### DATA SUPPLIED
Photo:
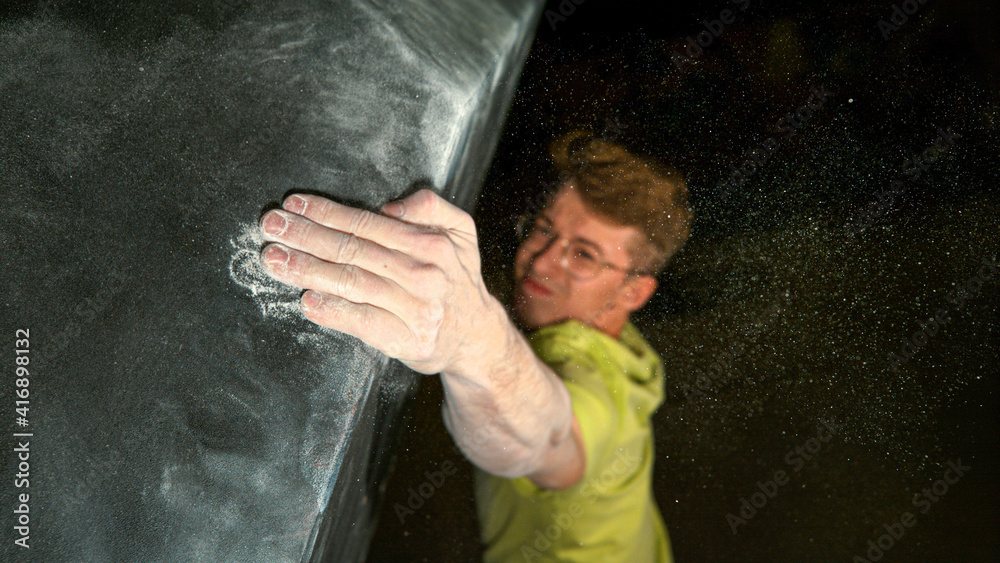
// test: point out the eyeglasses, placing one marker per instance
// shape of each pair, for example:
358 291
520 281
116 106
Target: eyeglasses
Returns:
581 259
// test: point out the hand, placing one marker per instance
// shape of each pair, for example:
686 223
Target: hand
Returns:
406 281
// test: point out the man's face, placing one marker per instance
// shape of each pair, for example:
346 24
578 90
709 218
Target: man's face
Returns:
546 293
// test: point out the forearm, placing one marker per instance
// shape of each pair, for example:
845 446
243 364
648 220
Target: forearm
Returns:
508 411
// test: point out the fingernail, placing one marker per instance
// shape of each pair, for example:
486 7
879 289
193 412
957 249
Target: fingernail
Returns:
394 209
294 203
311 300
275 255
274 223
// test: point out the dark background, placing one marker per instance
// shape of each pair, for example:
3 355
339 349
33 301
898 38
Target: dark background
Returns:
850 299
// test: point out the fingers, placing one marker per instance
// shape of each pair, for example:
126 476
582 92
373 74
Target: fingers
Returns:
331 245
384 231
429 209
376 327
345 281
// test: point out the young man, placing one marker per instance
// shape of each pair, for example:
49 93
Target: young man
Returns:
559 428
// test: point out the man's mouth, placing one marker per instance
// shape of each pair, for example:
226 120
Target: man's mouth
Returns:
532 287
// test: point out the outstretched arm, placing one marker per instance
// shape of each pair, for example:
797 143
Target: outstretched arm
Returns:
408 282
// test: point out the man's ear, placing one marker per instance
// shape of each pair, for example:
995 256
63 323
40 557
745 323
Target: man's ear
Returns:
637 292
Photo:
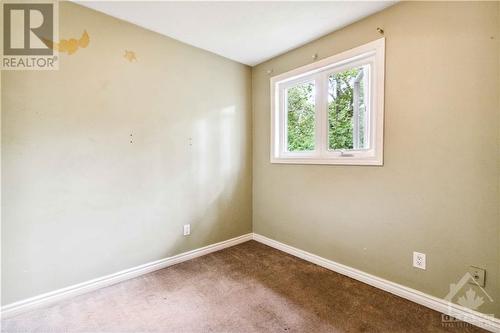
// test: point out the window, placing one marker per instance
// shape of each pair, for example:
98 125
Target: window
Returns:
331 111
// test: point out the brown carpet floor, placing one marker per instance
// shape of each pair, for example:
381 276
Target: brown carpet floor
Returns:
246 288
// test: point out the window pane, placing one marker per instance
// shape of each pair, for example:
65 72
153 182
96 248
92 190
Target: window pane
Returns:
347 109
300 112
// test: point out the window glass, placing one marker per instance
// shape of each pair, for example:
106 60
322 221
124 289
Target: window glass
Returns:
300 115
347 109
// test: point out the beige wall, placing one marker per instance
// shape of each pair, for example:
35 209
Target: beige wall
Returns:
438 190
79 200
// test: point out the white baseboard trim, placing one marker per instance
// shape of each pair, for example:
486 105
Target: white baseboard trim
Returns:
52 297
462 313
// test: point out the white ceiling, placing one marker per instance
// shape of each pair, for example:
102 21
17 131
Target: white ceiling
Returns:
247 32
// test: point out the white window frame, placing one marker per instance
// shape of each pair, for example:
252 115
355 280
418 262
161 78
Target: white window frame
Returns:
372 54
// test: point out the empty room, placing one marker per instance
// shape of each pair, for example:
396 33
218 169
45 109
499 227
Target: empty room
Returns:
250 166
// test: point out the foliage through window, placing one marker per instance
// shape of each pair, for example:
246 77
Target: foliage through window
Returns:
331 111
300 117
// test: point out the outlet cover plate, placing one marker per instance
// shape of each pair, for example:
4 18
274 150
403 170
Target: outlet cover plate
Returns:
187 229
478 274
419 260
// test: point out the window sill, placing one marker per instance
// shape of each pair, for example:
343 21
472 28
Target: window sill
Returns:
372 161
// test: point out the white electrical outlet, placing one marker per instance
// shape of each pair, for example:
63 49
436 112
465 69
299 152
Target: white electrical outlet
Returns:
419 260
187 229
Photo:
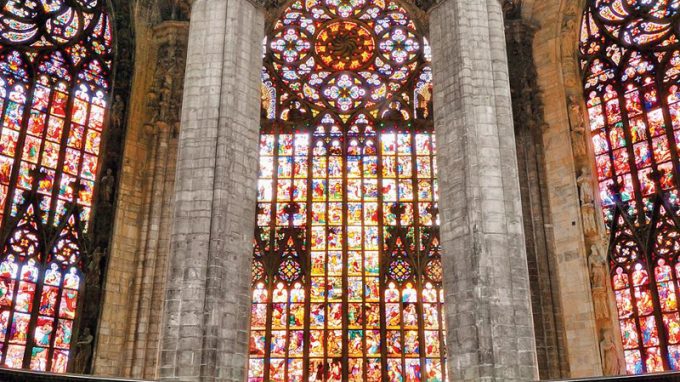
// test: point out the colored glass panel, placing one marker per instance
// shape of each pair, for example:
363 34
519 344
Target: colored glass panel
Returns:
347 278
629 61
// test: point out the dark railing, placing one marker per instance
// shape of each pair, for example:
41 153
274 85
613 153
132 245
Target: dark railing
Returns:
11 375
659 377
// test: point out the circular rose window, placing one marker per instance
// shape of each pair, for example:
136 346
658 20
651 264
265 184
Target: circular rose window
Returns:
344 55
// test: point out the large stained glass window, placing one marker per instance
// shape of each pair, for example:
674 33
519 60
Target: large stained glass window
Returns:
347 276
55 58
630 59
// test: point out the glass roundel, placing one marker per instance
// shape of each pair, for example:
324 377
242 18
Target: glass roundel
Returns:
55 61
344 55
630 61
347 272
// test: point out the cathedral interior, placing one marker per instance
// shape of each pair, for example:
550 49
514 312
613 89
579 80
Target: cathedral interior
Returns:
339 190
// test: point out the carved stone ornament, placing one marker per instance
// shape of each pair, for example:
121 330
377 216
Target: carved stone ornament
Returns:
585 185
611 364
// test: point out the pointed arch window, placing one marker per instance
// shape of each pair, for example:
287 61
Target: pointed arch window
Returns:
347 278
55 61
630 60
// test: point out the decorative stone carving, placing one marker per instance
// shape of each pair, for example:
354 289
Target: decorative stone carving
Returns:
611 365
164 98
84 345
578 127
117 112
585 185
588 217
598 267
107 184
598 279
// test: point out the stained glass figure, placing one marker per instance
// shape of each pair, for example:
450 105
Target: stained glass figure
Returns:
630 59
347 278
55 60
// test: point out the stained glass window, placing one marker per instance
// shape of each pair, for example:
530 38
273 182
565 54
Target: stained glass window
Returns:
347 276
630 60
55 60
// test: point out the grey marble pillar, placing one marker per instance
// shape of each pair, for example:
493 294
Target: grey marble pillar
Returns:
206 317
490 326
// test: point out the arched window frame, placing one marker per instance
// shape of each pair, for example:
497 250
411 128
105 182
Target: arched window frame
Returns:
60 54
298 239
629 62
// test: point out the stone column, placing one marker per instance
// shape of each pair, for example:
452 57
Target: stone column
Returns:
206 318
490 326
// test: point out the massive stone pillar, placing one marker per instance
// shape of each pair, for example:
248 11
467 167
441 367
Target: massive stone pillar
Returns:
206 315
490 326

### YOUR OBJECTIVE
Pictures in the records above are left out; print everything else exactly as written.

### WRITTEN ANSWER
Photo:
// test: point out the eyeglasses, placing one marker per instance
// shape of each pair, for example:
358 291
520 281
116 106
Target: eyeglasses
Returns:
581 259
// test: point out the hand, placing one marker per instance
// shape of each pair, for example:
686 223
Target: hand
Returns:
406 281
// test: point out the man's face, placing one marker per instance
// shape of each pair, for example:
346 24
578 90
709 218
Target: man's face
Returns:
546 293
// test: point out the forearm, placing one marker per instance
// shape of each pair, for example:
845 446
243 364
648 220
Target: forearm
Returns:
508 411
// test: point out the fingernail, placing one marker per instance
// shape of each pair, for example:
486 7
879 289
193 412
957 249
Target: fingernail
Returns:
394 209
294 203
311 300
275 255
274 223
// test: point out the dark background, placing one marker per instance
// shape of each pair, for example:
3 355
339 349
33 301
898 38
Target: dark background
Returns:
850 299
// test: point out the fingers, placing one marker per instance
// shape of each pair, for example:
126 476
582 92
373 74
Target: fingers
Returns:
331 245
384 231
429 209
376 327
345 281
// test: point out the young man, placing one marker per instance
// shape of each pair, for example:
49 93
Target: young man
Returns:
559 428
// test: point out the man's mouth, placing one marker per instance
// shape of each pair, for example:
226 120
Target: man's mouth
Returns:
532 287
// test: point out the outstretched arm, placing one marker per instance
// shape of each pair, for example:
797 143
Target: outstretched arm
Returns:
408 282
// test: point out the man's ear, placing one marker per instance
// shape of each pair, for example:
995 256
63 323
40 557
745 323
Target: man's ear
Returns:
637 292
Photo:
// test: point out the window, placing one marker per instance
// shape of each pair, for example:
98 125
Target: window
Returns:
331 111
// test: point out the brown carpet floor, placing one marker per instance
// shape of each pair, for example:
381 276
Target: brown carpet floor
Returns:
246 288
// test: point out the window pane, placing one marker per instance
// shape of each pair, for example:
65 72
153 182
96 248
92 190
Target: window pane
Returns:
347 109
300 112
// test: point out the window glass, placing one marker per instance
// shape of each pair, for example:
106 60
322 221
124 289
Target: window glass
Returns:
300 115
347 109
// test: point out the beige wall, placing one marker per instance
// shape of each pair, for example:
35 209
Target: beige wall
Returns:
438 190
79 200
// test: point out the white baseboard trim, placing one marker per instance
// shape of each pair, for example:
486 105
Target: white baseboard trim
Returns:
52 297
462 313
// test: point out the white ceiling, placing one marker per instance
// shape of each pair, for example:
102 21
17 131
Target: white ceiling
Returns:
247 32
// test: point out the white window frame, placing one marker per instance
// shape of each pair, for example:
252 115
355 280
418 262
161 78
Target: white window frame
Returns:
372 54
// test: point out the empty room, placing one marker per instance
// shape of each pair, for example:
396 33
218 169
45 109
499 227
Target: empty room
Returns:
250 166
// test: point out the foliage through window, placing one marker per instance
// shape of each pair, for example:
246 77
Target: foliage through window
Returns:
331 111
300 117
// test: point out the outlet cover plate, placing one marker per instance
// shape of each pair, for example:
4 18
274 150
403 170
Target: outlet cover plate
Returns:
187 229
478 274
419 260
// test: point out the window sill, placing one marker per instance
// shape of each pair, for example:
343 21
472 28
Target: window sill
Returns:
372 161
// test: point out the white electrical outlet, placing one marker per instance
// shape of each pair, for example:
63 49
436 112
465 69
299 152
Target: white electrical outlet
Returns:
419 260
187 229
Photo:
// test: point out the colored glass panel, placing one marker per instance
// shape of each pair, for example:
363 34
519 344
Target: colored glass panel
Returns:
347 278
629 61
// test: point out the dark railing, placing one marker per instance
// shape of each pair, for example:
41 153
274 85
613 153
132 245
Target: dark railing
Returns:
11 375
659 377
// test: point out the circular rose window, placing one marker per instance
// shape of each pair, for example:
136 346
658 20
651 264
265 184
Target: circular rose window
Returns:
344 55
// test: point out the large stained glass window, placing one marker per instance
// shape of each pair, for example:
674 33
519 60
Target: large stained glass window
Returns:
347 276
55 58
630 59
// test: point out the glass roundel, placing one marker per instance
// shape of each pair, for example:
324 377
242 18
Target: glass roundel
Returns:
55 61
344 55
630 61
347 272
// test: point out the cathedral interior, placing one marker per instance
// shape of each pair, for example:
550 49
514 312
613 89
579 80
Target: cathedral interior
Returns:
339 190
// test: point out the carved stone ornament, placing one marker per instance
// shape of each pair, for example:
121 330
377 216
Target: carved stone ornament
Returns:
585 185
611 364
// test: point out the pointed arch window, placing one marker per instance
// shape of each pair, for example:
287 61
Target: pointed arch window
Returns:
347 278
55 61
630 60
// test: point out the decorative stone carving, placing one marker per instance
// shape of each pair, for example:
354 289
Target: decorative stone carving
Returns:
611 365
164 98
84 345
578 127
117 112
585 185
588 217
598 267
107 184
598 279
// test: point out the stained glass figure, placing one marker per instance
// shape of each pair, for example:
450 105
Target: stained glass figure
Returns:
630 59
347 278
55 60
// test: point out the stained glass window, placing one marker per instance
// shape of each pair, for example:
530 38
273 182
565 54
Target: stained glass window
Returns:
347 276
630 60
55 60
// test: point out the grey marble pillar, placing one marker per instance
// shape of each pair, for example:
493 294
Target: grey marble pillar
Returns:
206 317
490 326
// test: point out the arched window frame, placing one marker per instance
// shape of each pair, for example:
497 250
411 128
105 182
Target: arched window frame
Returns:
60 54
298 239
629 62
// test: point out the stone column, placing one marker per instance
// shape of each pair, for example:
452 57
Target: stone column
Returns:
206 318
490 326
// test: point out the massive stone pillar, placing one marker per instance
// shape of each pair, for example:
248 11
467 167
441 367
Target: massive stone pillar
Returns:
206 315
490 326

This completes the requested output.